● Work request: Give back all of the data exactly. Leave nothing out.

● Information provided:
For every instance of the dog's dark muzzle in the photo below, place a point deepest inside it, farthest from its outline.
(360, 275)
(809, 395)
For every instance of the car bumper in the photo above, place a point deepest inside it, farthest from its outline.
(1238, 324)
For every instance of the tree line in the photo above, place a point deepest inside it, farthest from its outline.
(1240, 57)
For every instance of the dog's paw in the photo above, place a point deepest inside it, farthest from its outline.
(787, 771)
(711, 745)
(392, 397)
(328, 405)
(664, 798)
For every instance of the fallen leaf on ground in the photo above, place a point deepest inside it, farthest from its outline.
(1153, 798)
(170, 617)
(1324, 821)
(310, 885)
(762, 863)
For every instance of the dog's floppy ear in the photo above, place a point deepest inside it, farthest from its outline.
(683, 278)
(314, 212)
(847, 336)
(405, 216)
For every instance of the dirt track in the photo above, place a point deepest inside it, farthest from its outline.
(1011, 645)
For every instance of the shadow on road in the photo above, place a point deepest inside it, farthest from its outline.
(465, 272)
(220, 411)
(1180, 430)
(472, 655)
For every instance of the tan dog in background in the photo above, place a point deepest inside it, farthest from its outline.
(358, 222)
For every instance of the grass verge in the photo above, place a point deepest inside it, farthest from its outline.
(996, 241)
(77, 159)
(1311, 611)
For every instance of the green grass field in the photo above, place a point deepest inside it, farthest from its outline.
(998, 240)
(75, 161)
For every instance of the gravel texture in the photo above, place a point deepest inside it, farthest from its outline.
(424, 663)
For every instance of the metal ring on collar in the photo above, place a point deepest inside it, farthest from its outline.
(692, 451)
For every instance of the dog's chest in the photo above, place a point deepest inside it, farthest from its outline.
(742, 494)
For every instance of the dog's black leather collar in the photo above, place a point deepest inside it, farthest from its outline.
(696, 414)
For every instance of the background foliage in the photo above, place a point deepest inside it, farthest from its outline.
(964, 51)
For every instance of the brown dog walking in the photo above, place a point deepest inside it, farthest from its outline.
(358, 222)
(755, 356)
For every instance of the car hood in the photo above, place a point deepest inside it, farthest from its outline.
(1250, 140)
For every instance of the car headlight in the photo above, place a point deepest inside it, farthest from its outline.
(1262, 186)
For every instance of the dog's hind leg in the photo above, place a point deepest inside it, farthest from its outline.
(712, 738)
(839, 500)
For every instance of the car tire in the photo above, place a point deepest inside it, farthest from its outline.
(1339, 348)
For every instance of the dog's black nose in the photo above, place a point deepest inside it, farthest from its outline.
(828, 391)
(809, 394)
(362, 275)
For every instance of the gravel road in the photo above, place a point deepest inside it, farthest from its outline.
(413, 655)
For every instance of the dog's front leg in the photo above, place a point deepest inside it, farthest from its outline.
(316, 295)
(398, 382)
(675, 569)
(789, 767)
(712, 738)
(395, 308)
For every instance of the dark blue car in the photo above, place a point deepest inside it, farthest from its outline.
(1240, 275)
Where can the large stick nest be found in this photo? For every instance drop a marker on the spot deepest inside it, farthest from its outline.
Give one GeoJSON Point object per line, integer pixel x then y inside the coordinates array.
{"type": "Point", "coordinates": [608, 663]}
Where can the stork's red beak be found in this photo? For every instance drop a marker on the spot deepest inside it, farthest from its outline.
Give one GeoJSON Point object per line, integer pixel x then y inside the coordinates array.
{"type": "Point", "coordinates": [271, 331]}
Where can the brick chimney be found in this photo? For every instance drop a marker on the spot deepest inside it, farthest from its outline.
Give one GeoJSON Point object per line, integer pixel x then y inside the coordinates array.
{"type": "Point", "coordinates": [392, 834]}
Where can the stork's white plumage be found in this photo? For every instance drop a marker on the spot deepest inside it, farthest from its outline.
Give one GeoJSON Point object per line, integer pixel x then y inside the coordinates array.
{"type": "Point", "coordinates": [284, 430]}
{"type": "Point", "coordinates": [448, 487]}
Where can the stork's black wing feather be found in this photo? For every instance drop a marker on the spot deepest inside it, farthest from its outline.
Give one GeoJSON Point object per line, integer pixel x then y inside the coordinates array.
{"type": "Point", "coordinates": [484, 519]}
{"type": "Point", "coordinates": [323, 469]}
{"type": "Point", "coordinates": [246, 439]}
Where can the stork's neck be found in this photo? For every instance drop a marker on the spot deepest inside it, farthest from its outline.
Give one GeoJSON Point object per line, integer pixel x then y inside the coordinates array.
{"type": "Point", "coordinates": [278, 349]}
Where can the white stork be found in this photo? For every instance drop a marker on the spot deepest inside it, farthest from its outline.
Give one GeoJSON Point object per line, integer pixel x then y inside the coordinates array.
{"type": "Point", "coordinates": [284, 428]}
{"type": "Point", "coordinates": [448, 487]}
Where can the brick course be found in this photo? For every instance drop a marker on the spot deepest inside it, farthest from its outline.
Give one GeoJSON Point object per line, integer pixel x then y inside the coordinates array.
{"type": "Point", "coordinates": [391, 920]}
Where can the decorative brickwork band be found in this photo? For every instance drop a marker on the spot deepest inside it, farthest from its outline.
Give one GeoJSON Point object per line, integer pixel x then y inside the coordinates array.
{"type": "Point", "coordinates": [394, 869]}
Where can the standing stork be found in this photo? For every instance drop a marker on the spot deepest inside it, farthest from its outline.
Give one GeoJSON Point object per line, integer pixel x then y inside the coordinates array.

● Answer to the exercise:
For every instance of the dog's dark muzzle in the photo below, place a point deepest inside it, farthest from its outline.
(360, 275)
(809, 395)
For every instance of the car bumper in the photo above, place a point deepest inside it, farthest from its outline.
(1238, 324)
For every instance of the tree line in the photo above, place a point deepest inside it, farthest from its outline.
(1240, 57)
For every instance of the dog's paw in the photo above, place a point deepest inside it, farthest from its outline.
(787, 771)
(711, 745)
(392, 397)
(328, 405)
(664, 798)
For every instance of the fallen leaf on ground in the photo above, place a point deepest inside it, farthest from its outline.
(1153, 798)
(170, 617)
(1324, 821)
(310, 885)
(762, 863)
For every instance of the dog's floppy ear in the photo above, place a point deepest inside it, farthest from its outline.
(683, 278)
(314, 212)
(847, 336)
(405, 216)
For every instance of the dirt track in the photo above, place a point deepest inside it, farthest from its outline.
(1011, 645)
For every instance of the shadow on road in the photo above, place a point deepest inside it, farthest from its outline.
(465, 272)
(220, 411)
(1180, 430)
(472, 655)
For every instance of the tan dog in background in the photo above, place a point deepest inside it, farthest from its outline.
(358, 222)
For every instance of the grass verge in the photo above, place a point deepest inside it, farthest from its outline.
(996, 241)
(77, 159)
(1311, 611)
For every instance of the green grass field in the photo above, place a point deepest inside it, farthest from its outline.
(998, 240)
(75, 161)
For every instance of the gravel texture in the photo above, place a point deepest inside it, farthest from its outline.
(424, 663)
For every instance of the metal ring on collar in the photo above, place a point deepest inside it, farthest from its outline.
(692, 451)
For every instance of the dog's chest in the photo above, place a point deepest inside it, farthest from its outline.
(742, 494)
For every instance of the dog's black leather collar in the photo above, place a point deepest inside it, farthest from its outline.
(696, 414)
For every instance of the background foliage in the photo above, place a point deepest inside it, farthest from its outline.
(964, 51)
For every instance of the brown dog walking in the photo above, place a point deepest inside it, farthest from its outline.
(358, 222)
(755, 356)
For every instance of the car hood in the photo above, place a point deepest inside it, farthest from its outline.
(1250, 140)
For every instance of the car headlight in the photo above, place a point deepest inside it, farthest from its outline.
(1262, 186)
For every instance of the dog's hind leg in the photo above, place a point deepest inside it, farthest from its outline.
(712, 738)
(839, 500)
For every instance of the car tire in the photo above, place a point deepest inside it, farthest from its outline.
(1339, 348)
For every instance of the dog's black nose in the photo above, place a point deepest inside it, farthest from its outline.
(828, 391)
(809, 394)
(362, 275)
For every instance of the gravel road in the photo above, place a point deepest inside it, farthest from its outline.
(413, 655)
For every instance of the dog's front leg in the photo above, place a point deepest inside it, farthest from its outline.
(316, 295)
(398, 382)
(675, 569)
(789, 767)
(712, 738)
(395, 308)
For every instance of the dark blue car in the photo above, place a point deepest inside it, farthest from its outline.
(1240, 275)
Where can the large stick nest be found in this photo? For every instance drop a marker on the spot deepest inside it, farthest from its outline.
Give one GeoJSON Point object per line, integer pixel x then y inside the coordinates array.
{"type": "Point", "coordinates": [608, 663]}
Where can the stork's red beak be found in this photo? For every instance drop a marker on the spot deepest inside it, farthest from its outline.
Give one GeoJSON Point object per line, integer pixel x then y inside the coordinates array.
{"type": "Point", "coordinates": [271, 331]}
Where can the brick chimney be found in this photo? For every instance drop a marker on the spot deepest inside it, farthest from its outline.
Give one GeoJSON Point object per line, integer pixel x then y inside the coordinates array.
{"type": "Point", "coordinates": [392, 834]}
Where can the stork's white plumage be found in this photo? For every instance drop a marker on the spot deepest inside it, farthest from its outline.
Give one GeoJSON Point object per line, integer pixel x then y inside the coordinates array.
{"type": "Point", "coordinates": [284, 430]}
{"type": "Point", "coordinates": [448, 487]}
Where can the stork's black wing feather be found in this photo? For every instance drop a marker on the spot deepest inside it, farthest from its outline.
Give one GeoJSON Point object per line, integer pixel x then y inside the coordinates array.
{"type": "Point", "coordinates": [484, 519]}
{"type": "Point", "coordinates": [323, 469]}
{"type": "Point", "coordinates": [246, 439]}
Where can the stork's neck be found in this photo? For every instance drop a marker on the spot deepest inside it, farthest from its outline.
Give one GeoJSON Point object per line, integer pixel x then y inside the coordinates array.
{"type": "Point", "coordinates": [278, 349]}
Where can the white stork be found in this photo? For every instance drop a marker on the spot deepest inside it, farthest from its outline.
Give one GeoJSON Point object per line, integer pixel x then y inside the coordinates array.
{"type": "Point", "coordinates": [284, 428]}
{"type": "Point", "coordinates": [448, 487]}
Where can the brick course be found in this photo? For every instance drop a marker on the spot deepest inside it, farthest from its outline.
Give one GeoJSON Point object per line, integer pixel x then y inside the coordinates array.
{"type": "Point", "coordinates": [391, 920]}
Where can the decorative brickwork band be found in this photo? For every instance drop a marker on the spot deepest inside it, farthest from its outline.
Give one GeoJSON Point object per line, integer pixel x then y inside the coordinates array.
{"type": "Point", "coordinates": [394, 869]}
Where can the standing stork be found in this photo? For every instance drop a marker on the spot deepest inside it, farthest from its outline.
Give one GeoJSON Point object per line, integer pixel x then y inside the coordinates array.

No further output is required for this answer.